Aufgaben |
a. Beantworte zum Interview über Bushido diese Fragen:
(i) Welches Gericht hat bestätigt, dass das Album Sonny Black auf dem Index bleibt?
(ii) Von wem stammt der Beitrag?
(iii) Wie wird laut Falk Schacht im Kinderzimmer aufgefasst, dass die Eltern sich aufregen?
b. Gib aus dem Interview über Bushido den Abschnitt wörtlich aus, der mit „Das ist ja eine“ beginnt und bis einschließlich „auch wieder logisch.“ reicht.
c. Setze das Interview über Bushido im Anschluss an seinen letzten Satz fort.

Vorliegender Text |
※
Bushidos Texte und der Index: "Rap ist die hässliche Fratze der Gesellschaft"
Stand: 02.09.2016, 17:56 Uhr
Es bleibt dabei: Bushidos Album Sonny Black gilt als jugendgefährdend und steht weiter auf dem Index. Das hat das Kölner Verwaltungsgericht am Freitag (02.09.2016) bestätigt. Der Musikjournalist Falk Schacht sagt, was das bringt - und warum Eltern sich entspannen sollten.
Von Sabine Schmitt
Bushidos Texte sind heftig. Können wir von einem Rapper erwarten, dass er sich manierlich benimmt?
Falk Schacht: Ich weiß nicht, ob der Anspruch sinnvoll ist, von einem Rapper zu verlangen, wie er sich zu verhalten hat. Rapper sind ja ein Spiegel der Gesellschaft und die Gesellschaft produziert Umstände, in denen Rapper leben. Wenn die Rapper dann darüber reden, kann man sich gerne wundern – aber man sollte sich dann auch die Frage stellen: Was machen wir eigentlich, dass das dabei rauskommt, und sollten wir vielleicht etwas verändern?
Aber gehen viele Raptexte nicht weit darüber hinaus, was gerade gesellschaftlich ansteht? Geht es da nicht auch um Provokation?
Schacht: Provokation ist sicher ein Punkt. Trotzdem geht es aber immer auch um die Umstände. Bushido ist sicher nicht in einem ganz behüteten Elternhaus aufgewachsen. Der hatte nicht die Chancen und Möglichkeiten, wie andere sie haben. Das führt dann zu Dingen, die die Gesellschaft schrecklich findet. Aber das ist immer wie ein Spiegel. Rapmusik ist die hässliche Fratze der Gesellschaft. Und wenn die Gesellschaft sich selbst sieht, dann mag sie das nicht. Aber es ist nicht der Rapper, der daran schuld ist. Es sind die Umstände, die dazu führen, dass das Gesicht entsteht. Trotzdem wird die Verantwortung immer nur in Richtung des Rappers geschoben. Dabei ist er ja sozusagen nur derjenige, der es ausspricht.
Das ist ja eine sehr reflektierte Sichtweise. Aber wie wirken die Texte denn im Kinderzimmer?
Schacht: Im Kinderzimmer wird das mit Amüsement aufgefasst, dass die Eltern sich darüber aufregen. Das ist ein gewünschter Effekt. Die Kinder rebellieren damit gegen ihre Eltern. Und die Eltern haben ja auch schon mit ihrer Musik gegen ihre Eltern rebelliert. Das ist nichts Neues. Das passiert in jeder Generation. Dass man die Latte dann immer noch ein bisschen höher legen muss, ist aufgrund der gesellschaftlichen Entwicklung auch wieder logisch.
Wie wörtlich darf man Bushidos Texte denn jetzt nehmen? Der meint das doch größtenteils nicht wirklich ernst, oder?
※
Rohe Einträge |
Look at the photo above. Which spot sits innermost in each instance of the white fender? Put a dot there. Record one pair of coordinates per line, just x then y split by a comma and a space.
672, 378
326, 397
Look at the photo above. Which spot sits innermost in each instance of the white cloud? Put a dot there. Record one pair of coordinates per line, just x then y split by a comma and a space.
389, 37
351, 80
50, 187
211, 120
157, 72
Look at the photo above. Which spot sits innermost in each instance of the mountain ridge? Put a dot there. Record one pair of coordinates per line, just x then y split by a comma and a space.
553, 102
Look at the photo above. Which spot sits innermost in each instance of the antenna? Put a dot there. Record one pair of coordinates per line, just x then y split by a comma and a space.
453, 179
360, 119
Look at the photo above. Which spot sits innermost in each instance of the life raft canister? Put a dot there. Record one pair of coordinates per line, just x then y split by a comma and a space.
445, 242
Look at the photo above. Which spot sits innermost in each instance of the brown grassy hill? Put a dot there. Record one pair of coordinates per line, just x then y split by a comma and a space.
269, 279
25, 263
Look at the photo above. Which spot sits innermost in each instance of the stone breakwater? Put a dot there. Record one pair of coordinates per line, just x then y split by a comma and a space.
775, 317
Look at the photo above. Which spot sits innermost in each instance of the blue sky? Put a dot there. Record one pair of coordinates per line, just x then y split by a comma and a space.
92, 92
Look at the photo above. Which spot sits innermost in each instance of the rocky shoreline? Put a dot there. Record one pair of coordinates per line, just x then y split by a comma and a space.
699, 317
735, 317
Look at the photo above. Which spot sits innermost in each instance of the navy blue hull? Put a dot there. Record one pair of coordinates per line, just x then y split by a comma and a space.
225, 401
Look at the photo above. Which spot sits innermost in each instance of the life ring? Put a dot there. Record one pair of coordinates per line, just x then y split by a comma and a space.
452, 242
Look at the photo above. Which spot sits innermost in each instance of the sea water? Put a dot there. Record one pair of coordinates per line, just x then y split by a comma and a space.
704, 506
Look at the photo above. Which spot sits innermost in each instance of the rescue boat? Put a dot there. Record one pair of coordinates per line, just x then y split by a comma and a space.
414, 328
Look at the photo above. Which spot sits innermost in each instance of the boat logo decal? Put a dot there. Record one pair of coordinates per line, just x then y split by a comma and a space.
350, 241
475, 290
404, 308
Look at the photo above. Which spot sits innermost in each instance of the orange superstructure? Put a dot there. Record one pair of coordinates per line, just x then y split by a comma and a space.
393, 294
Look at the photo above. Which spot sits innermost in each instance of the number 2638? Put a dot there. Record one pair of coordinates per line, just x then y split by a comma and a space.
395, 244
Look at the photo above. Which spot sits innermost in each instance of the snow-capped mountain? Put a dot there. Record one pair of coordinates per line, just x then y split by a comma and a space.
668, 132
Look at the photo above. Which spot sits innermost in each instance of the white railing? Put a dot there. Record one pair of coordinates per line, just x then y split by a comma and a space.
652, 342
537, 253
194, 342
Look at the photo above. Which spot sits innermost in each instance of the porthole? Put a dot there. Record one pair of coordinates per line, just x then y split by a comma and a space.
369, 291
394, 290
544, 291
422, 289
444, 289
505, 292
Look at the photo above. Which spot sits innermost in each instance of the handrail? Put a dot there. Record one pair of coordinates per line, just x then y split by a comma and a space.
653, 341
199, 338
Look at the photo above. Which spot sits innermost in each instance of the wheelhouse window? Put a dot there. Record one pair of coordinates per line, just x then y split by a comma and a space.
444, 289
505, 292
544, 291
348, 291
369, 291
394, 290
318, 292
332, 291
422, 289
※
Lösungen |
a.
(i) Das Kölner Verwaltungsgericht.
(ii) Von Sabine Schmitt.
(iii) Mit Amüsement.

b.
Das ist ja eine sehr reflektierte Sichtweise. Aber wie wirken die Texte denn im Kinderzimmer?
Schacht: Im Kinderzimmer wird das mit Amüsement aufgefasst, dass die Eltern sich darüber aufregen. Das ist ein gewünschter Effekt. Die Kinder rebellieren damit gegen ihre Eltern. Und die Eltern haben ja auch schon mit ihrer Musik gegen ihre Eltern rebelliert. Das ist nichts Neues. Das passiert in jeder Generation. Dass man die Latte dann immer noch ein bisschen höher legen muss, ist aufgrund der gesellschaftlichen Entwicklung auch wieder logisch.

c.
Schacht: Einen Großteil natürlich nicht. Wenn er alles ernst meinen würde, würde das bedeuten, dass er es auch im Alltag umsetzen müsste – und dann würde er im Gefängnis sitzen. Aber das passiert ja nicht. Da werden eigentlich Geschichten erzählt. Das kann man mit Filmen vergleichen. Wenn Martin Scorsese einen Mafiafilm dreht, bekommt der dafür Preise und wird mit Lob überschüttet, und wenn Bushido das rappt, wird er kritisiert, weil man immer vom Publikum aus diese Trennung zwischen Künstler, Kunst und der Realität nicht fassen kann. Daher rührt wohl diese Furcht, dass das ernst gemeint sein könnte. Aber natürlich ist das nicht ernst gemeint.
Das Gericht hat ja jetzt bestätigt, dass das Album Sonny Black auf dem Index bleibt und nicht an Jugendliche verkauft werden darf. Bringt so ein Verbot heute überhaupt noch was? Man findet doch eh alles im Internet.
Schacht: Im Grunde ist das wie Werbung und macht erst recht interessant. Es ist verboten und trotzdem findet man es mit einem Klick. Das Einzige, was es ändert, und das ist auch der Grund, warum Bushido dagegen vorgegangen ist: Man kann es nicht mehr verkaufen, dem Künstler entsteht ein wirtschaftlicher Schaden. Das ist sozusagen die Erziehungsmaßnahme, die man hier durchzusetzen versucht. Ich persönlich empfinde das als einen Einschnitt in die Kunstfreiheit. Aber es hat keinen Effekt, es schützt keinen einzigen Jugendlichen davor, so etwas nicht zu hören.
Geht es bei Boshidos Klage nicht auch um Promotion?
Schacht: Nein, das ist keine Promo. Ich weiß nicht, wie viele CDs er gepresst hat, aber das ist jetzt alles totes Geld, weil er sie nicht verkaufen darf. Das ist ein wirtschaftlicher Schaden. Am Ende geht es nur um die Kohle.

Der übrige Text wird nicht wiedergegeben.